Copy every line from the records below that carries the word "sofa".

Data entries
☆ ☆ ☆ ☆ ☆ ☆ ☆

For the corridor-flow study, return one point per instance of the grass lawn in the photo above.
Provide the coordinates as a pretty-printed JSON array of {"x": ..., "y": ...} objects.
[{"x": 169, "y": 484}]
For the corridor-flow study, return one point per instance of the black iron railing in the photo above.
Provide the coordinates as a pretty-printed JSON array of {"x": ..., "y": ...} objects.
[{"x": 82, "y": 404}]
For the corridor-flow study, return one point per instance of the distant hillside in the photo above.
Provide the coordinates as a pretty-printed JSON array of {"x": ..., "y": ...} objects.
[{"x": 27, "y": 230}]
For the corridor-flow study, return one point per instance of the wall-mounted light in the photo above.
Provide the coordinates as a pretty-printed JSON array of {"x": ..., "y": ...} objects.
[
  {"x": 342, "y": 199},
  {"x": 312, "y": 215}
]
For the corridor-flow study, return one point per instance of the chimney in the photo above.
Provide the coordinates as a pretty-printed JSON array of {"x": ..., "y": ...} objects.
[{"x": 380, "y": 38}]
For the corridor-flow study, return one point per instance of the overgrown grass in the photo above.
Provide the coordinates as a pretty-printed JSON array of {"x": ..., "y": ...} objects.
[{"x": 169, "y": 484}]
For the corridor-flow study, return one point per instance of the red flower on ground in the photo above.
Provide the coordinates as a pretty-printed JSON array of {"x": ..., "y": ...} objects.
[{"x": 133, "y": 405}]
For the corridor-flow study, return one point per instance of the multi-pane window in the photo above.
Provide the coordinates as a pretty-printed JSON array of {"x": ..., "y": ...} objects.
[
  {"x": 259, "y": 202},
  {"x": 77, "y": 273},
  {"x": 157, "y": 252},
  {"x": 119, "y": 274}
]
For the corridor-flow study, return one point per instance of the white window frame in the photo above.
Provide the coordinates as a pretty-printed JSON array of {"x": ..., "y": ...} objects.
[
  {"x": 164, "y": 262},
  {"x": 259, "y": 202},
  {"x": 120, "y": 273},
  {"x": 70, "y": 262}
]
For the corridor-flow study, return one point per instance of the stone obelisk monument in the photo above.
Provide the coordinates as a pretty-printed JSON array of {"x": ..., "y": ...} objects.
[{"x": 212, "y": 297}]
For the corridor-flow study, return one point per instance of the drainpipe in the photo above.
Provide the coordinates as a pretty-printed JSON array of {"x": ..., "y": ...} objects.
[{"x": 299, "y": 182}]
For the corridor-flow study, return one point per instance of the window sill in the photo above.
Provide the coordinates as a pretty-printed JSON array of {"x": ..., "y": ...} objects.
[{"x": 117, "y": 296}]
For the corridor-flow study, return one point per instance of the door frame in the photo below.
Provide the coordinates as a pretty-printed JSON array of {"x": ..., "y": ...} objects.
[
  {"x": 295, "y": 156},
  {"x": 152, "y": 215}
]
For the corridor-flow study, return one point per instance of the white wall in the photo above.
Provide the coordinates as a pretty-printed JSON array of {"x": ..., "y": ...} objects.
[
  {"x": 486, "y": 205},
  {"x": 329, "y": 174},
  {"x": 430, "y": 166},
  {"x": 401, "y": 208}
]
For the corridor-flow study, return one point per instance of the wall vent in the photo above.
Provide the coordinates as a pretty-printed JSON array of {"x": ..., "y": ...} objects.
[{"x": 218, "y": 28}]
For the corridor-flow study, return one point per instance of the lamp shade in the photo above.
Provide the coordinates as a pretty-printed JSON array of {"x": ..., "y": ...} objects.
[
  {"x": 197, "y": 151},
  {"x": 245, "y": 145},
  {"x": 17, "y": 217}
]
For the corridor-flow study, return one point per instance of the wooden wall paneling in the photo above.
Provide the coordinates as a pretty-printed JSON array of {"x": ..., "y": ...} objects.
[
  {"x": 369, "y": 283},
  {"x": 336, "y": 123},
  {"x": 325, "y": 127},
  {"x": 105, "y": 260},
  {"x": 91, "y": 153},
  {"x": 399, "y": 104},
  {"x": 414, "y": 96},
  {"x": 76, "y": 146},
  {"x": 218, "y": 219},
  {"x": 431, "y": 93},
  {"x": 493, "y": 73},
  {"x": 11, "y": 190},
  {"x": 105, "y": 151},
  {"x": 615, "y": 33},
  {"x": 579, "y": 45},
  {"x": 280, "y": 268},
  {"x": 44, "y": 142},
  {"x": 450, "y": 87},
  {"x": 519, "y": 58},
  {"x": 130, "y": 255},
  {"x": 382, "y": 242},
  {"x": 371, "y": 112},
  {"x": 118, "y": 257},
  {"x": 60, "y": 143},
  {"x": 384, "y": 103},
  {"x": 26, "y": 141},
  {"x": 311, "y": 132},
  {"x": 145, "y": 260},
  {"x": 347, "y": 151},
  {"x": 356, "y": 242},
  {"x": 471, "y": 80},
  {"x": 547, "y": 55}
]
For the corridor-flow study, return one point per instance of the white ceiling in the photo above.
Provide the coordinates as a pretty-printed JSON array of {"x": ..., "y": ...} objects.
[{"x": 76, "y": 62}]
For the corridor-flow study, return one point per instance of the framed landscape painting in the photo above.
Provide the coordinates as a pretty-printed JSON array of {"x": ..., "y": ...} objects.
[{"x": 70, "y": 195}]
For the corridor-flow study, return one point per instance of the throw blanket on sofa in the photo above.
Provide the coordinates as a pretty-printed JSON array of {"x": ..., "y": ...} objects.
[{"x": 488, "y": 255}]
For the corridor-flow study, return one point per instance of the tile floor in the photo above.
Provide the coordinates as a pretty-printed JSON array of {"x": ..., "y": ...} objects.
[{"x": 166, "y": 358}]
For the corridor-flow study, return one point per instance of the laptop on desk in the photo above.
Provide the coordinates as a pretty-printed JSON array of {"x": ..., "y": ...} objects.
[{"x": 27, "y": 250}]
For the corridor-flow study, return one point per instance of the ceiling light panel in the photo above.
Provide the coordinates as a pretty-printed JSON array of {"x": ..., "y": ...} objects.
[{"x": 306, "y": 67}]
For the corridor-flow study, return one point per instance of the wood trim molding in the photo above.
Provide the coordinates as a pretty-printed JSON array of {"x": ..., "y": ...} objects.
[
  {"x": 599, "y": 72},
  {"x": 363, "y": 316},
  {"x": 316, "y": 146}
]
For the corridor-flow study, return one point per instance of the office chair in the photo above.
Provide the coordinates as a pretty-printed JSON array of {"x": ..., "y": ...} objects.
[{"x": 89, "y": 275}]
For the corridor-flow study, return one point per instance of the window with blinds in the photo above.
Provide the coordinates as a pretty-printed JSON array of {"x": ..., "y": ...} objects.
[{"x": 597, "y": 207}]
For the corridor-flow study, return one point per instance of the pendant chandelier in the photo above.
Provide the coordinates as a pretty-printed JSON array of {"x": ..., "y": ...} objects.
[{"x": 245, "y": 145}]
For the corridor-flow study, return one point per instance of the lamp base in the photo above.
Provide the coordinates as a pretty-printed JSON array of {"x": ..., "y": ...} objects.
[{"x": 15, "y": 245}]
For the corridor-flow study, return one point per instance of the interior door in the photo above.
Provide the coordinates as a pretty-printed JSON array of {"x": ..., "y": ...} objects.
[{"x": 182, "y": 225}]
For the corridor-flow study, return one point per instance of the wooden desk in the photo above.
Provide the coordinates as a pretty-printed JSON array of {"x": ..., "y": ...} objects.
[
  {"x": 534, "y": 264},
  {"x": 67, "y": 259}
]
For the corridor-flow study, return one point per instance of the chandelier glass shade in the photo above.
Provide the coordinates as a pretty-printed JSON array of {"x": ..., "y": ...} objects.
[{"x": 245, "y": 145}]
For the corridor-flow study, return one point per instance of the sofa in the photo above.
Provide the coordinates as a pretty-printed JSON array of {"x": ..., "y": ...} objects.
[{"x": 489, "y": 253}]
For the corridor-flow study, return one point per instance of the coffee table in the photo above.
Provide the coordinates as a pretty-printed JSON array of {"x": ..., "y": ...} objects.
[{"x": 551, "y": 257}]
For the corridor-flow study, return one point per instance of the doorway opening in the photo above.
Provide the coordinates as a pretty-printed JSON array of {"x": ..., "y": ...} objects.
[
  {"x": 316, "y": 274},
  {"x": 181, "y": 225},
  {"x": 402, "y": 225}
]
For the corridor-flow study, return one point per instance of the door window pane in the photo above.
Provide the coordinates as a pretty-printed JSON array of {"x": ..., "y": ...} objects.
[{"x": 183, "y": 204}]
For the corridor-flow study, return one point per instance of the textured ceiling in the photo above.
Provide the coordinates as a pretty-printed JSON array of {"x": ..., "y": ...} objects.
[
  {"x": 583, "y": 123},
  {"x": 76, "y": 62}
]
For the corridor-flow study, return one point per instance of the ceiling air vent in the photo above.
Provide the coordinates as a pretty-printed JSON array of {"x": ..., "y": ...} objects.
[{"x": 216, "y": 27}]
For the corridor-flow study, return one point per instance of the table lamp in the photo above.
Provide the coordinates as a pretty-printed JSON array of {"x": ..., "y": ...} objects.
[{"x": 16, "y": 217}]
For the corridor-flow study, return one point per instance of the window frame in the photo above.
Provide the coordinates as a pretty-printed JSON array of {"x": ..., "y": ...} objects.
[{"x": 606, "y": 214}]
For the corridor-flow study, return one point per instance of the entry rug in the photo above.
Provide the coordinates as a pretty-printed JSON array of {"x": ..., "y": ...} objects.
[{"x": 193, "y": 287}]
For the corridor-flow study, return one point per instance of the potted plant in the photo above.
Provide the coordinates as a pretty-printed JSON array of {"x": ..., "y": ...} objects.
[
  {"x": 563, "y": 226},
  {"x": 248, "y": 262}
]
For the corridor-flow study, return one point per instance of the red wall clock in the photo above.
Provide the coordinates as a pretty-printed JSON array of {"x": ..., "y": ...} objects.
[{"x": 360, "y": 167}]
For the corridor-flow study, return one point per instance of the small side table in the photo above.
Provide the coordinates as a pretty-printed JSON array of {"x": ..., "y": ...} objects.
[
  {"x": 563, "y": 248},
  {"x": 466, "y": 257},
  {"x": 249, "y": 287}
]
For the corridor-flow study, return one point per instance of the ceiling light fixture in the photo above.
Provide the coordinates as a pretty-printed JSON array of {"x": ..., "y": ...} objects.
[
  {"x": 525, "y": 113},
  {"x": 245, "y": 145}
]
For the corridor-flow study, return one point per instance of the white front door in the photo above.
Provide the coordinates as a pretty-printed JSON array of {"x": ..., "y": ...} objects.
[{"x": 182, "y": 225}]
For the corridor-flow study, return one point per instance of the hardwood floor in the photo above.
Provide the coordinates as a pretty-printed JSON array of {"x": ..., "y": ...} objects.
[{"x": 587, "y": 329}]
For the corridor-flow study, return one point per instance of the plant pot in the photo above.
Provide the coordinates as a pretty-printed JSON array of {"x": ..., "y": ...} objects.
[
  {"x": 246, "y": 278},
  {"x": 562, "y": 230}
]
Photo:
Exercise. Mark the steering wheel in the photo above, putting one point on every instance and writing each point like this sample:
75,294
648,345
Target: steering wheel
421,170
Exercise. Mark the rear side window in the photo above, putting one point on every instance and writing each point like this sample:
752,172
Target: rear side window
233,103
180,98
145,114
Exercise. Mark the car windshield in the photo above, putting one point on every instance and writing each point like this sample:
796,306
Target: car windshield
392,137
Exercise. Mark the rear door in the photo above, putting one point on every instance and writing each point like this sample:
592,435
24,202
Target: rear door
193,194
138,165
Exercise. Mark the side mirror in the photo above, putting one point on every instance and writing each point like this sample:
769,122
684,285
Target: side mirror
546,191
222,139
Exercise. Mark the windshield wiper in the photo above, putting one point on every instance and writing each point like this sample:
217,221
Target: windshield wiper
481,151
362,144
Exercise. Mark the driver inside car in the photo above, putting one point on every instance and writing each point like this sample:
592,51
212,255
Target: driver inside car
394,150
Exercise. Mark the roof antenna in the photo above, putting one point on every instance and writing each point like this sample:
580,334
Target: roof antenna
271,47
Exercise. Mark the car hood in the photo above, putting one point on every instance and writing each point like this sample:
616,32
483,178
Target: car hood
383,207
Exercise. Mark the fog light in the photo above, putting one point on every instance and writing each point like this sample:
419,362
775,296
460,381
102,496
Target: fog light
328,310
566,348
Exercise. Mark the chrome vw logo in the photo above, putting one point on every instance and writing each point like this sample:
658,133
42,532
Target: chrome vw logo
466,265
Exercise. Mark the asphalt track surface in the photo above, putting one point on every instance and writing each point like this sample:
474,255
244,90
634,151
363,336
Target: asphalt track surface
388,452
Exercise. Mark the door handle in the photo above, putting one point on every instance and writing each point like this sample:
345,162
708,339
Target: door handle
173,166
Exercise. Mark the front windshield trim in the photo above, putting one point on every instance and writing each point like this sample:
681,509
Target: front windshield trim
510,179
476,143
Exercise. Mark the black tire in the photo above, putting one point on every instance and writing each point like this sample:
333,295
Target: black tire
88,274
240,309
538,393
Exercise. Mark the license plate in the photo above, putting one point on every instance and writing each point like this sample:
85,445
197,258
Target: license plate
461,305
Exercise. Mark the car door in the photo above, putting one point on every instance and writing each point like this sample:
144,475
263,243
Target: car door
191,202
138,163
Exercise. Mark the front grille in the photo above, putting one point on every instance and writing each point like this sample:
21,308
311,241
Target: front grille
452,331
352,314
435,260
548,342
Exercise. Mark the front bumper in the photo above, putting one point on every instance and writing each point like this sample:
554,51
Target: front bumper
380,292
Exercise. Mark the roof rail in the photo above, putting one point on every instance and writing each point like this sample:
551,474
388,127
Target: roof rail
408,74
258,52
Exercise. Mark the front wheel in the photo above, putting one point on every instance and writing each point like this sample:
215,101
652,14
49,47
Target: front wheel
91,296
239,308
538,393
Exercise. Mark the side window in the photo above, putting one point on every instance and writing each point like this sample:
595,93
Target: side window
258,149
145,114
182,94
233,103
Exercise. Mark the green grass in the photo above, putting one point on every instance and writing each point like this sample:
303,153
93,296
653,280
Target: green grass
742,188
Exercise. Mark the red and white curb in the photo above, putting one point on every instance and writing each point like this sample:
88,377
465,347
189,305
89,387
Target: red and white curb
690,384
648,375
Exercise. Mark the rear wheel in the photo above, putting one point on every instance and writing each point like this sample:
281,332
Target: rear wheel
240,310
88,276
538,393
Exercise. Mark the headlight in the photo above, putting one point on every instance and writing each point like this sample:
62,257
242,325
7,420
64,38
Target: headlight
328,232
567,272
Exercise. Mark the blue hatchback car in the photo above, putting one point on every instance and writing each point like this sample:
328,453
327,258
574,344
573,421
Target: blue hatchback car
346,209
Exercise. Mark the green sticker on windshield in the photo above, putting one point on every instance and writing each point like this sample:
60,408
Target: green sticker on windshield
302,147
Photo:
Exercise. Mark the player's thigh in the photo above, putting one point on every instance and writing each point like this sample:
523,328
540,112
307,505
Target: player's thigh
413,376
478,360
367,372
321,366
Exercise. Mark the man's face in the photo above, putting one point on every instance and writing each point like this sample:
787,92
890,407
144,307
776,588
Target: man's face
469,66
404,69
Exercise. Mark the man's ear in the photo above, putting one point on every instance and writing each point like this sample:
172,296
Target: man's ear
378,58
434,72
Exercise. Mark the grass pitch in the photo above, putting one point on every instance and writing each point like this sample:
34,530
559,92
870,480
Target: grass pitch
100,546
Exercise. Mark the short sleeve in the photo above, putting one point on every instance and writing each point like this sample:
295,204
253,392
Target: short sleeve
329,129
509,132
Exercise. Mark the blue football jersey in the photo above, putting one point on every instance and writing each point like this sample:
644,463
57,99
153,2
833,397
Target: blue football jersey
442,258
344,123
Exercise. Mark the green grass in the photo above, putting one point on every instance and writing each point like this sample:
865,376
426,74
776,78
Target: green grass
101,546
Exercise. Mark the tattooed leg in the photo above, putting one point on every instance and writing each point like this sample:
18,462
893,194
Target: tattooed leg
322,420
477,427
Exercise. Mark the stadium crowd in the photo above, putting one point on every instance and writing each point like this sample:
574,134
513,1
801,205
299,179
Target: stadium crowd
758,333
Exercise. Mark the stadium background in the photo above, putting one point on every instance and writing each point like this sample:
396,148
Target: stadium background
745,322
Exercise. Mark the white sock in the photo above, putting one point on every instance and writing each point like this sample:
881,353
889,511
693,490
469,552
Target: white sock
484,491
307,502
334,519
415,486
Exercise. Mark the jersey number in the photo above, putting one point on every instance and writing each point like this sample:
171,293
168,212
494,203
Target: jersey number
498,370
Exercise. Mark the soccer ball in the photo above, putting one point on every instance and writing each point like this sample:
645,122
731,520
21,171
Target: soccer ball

☆ ☆ ☆ ☆ ☆ ☆ ☆

### Your response
For the corridor-flow study, return one point per instance of the throw blanket on sofa in the photo above.
For the corridor-flow study, return one point per instance of the sofa in the photo above.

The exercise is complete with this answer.